**Dokumenttext**.
===

Volker Bruch als Gereon Rath in „Babylon Berlin“
Volker Bruch als Gereon Rath in „Babylon Berlin“ | © Beta Films

Im derzeitigen Boom der deutschen Fernsehdramen hat keine Serie so viele überschwängliche Rezensionen bekommen wie Babylon Berlin. Auf der Bestseller-Krimiserie von Volker Kutscher basierend, folgt die erste Staffel einem Kommissar in das Nachtleben und die politischen Wirren Berlins während der Weimarer Republik. Das großzügige Budget ist auf dem Bildschirm deutlich erkennbar, aber die Kritik schwärmt über viel mehr als nur die aufwändige Filmproduktion.

Von Mark Thompkins

In der einzigartigen Renaissance deutschsprachiger Fernseh-Serien ist Babylon Berlin das Kronjuwel, ein absoluter Publikumshit im eigenen Land und im Ausland. Die Serie wird in mehr als 90 Ländern ausgestrahlt, inklusive Indien und Afrika – eine bisher noch nie dagewesene Reichweite einer deutschen Serie.
Obwohl Netflix in den USA keine Zuschauerzahlen veröffentlicht, wurde die Serie zum Erfolg für den Streaming-Anbieter dank eines unaufhörlichen Stroms bewundernder Rezensionen, etwa in der New York Times, Vogue, dem New Yorker, NPR und dem New York Review of Books.

Wie kann ein historischer Krimi mit Untertiteln so viele Zuschauende in seinen Bann ziehen? Die Antwort liegt darin, dass in den Händen der Autoren und Regisseure Tom Tykwer, Achim von Borries und Hendrik Handloegten ‚divine decadence‘ (um einen Ausdruck von Sally Bowles aus Cabaret zu verwenden), also „göttliche Dekadenz“ zum Binge-Watching regelrecht verleitet.

===

**Daten zur Koordinatenbeschriftung**.
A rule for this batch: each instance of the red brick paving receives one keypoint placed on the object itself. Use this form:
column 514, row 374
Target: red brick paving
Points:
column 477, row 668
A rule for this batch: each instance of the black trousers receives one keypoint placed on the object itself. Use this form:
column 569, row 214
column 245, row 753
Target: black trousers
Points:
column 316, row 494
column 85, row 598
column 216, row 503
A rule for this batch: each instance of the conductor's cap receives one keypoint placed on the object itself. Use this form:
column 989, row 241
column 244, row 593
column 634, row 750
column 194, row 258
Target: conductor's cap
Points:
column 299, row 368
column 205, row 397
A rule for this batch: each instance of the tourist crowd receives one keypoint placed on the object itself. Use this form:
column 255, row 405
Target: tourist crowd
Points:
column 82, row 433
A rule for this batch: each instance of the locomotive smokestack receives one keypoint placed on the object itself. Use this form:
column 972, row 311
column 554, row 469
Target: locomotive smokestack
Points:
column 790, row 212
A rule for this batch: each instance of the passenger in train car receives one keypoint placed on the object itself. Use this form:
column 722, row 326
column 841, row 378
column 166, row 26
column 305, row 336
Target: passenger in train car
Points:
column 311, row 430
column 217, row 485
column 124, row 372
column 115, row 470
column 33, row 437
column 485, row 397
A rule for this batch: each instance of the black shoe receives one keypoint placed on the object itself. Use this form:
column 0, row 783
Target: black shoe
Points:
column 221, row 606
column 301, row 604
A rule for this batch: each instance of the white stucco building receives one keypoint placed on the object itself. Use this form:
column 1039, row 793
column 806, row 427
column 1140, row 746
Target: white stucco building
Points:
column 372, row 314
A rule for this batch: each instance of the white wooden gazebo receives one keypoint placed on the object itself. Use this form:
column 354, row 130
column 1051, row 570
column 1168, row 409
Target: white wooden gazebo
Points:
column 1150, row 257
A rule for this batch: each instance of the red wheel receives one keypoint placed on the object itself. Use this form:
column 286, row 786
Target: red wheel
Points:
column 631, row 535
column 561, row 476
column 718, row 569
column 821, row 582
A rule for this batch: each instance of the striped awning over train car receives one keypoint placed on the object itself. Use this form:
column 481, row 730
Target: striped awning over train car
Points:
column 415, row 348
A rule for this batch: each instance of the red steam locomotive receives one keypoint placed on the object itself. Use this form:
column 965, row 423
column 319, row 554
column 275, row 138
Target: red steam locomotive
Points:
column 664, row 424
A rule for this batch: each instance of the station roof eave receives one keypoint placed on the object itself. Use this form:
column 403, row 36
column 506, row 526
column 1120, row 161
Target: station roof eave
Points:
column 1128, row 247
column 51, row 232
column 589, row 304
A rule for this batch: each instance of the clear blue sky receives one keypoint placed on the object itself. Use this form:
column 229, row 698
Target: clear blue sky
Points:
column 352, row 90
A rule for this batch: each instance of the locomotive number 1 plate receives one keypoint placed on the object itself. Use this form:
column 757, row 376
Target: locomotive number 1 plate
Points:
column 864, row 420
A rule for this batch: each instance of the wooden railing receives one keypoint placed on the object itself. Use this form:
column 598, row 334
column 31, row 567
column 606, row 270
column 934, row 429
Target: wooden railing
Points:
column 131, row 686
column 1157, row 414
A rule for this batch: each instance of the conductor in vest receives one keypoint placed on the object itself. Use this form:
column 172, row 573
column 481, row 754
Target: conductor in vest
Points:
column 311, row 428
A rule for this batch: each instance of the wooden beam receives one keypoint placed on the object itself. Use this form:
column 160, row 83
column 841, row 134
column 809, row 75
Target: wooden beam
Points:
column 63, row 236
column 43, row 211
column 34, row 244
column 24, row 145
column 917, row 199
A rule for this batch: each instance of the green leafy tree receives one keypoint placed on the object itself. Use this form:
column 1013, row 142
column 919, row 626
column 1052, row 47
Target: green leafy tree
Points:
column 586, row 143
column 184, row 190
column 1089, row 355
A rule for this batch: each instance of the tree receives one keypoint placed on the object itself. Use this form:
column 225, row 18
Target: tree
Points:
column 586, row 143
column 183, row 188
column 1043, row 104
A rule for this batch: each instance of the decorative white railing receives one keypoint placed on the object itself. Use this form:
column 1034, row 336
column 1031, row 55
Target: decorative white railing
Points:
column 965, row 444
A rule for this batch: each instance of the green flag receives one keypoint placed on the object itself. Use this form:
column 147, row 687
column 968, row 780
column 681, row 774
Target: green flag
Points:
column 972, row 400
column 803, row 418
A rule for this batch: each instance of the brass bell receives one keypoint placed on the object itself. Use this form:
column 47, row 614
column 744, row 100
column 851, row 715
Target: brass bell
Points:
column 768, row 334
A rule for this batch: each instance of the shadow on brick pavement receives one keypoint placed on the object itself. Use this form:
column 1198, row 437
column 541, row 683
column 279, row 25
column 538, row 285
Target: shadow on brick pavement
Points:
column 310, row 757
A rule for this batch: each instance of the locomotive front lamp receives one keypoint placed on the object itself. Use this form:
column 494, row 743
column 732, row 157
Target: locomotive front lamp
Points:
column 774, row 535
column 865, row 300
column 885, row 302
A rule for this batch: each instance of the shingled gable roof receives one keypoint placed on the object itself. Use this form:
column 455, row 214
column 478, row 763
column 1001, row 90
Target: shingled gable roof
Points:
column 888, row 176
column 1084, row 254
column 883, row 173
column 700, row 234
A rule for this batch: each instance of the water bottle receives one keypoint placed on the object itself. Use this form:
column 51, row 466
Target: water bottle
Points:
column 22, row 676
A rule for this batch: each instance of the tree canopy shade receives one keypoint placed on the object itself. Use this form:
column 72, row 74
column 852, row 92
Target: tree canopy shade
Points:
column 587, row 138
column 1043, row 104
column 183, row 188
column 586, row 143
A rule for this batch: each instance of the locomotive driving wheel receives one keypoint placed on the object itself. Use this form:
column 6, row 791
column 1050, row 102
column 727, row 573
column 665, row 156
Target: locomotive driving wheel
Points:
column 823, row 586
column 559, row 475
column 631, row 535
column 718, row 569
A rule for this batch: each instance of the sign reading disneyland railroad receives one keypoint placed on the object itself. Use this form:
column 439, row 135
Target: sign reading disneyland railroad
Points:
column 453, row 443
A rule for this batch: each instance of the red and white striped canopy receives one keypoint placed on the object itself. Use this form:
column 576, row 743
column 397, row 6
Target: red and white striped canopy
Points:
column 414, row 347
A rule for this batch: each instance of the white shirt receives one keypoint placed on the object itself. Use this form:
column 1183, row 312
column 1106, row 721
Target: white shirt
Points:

===

**Arbeitsanweisungen**.
A. In wie vielen Ländern wird die Serie laut dem Text über „Babylon Berlin“ ausgestrahlt?
B. Gib aus dem Text über „Babylon Berlin“ wortgetreu den Abschnitt aus, der mit den Worten „Im derzeitigen Boom“ beginnt und mit „die aufwändige Filmproduktion.“ endet.

**Lösungen**.
A. In mehr als 90 Ländern, darunter Indien und Afrika.

B.
Im derzeitigen Boom der deutschen Fernsehdramen hat keine Serie so viele überschwängliche Rezensionen bekommen wie Babylon Berlin. Auf der Bestseller-Krimiserie von Volker Kutscher basierend, folgt die erste Staffel einem Kommissar in das Nachtleben und die politischen Wirren Berlins während der Weimarer Republik. Das großzügige Budget ist auf dem Bildschirm deutlich erkennbar, aber die Kritik schwärmt über viel mehr als nur die aufwändige Filmproduktion.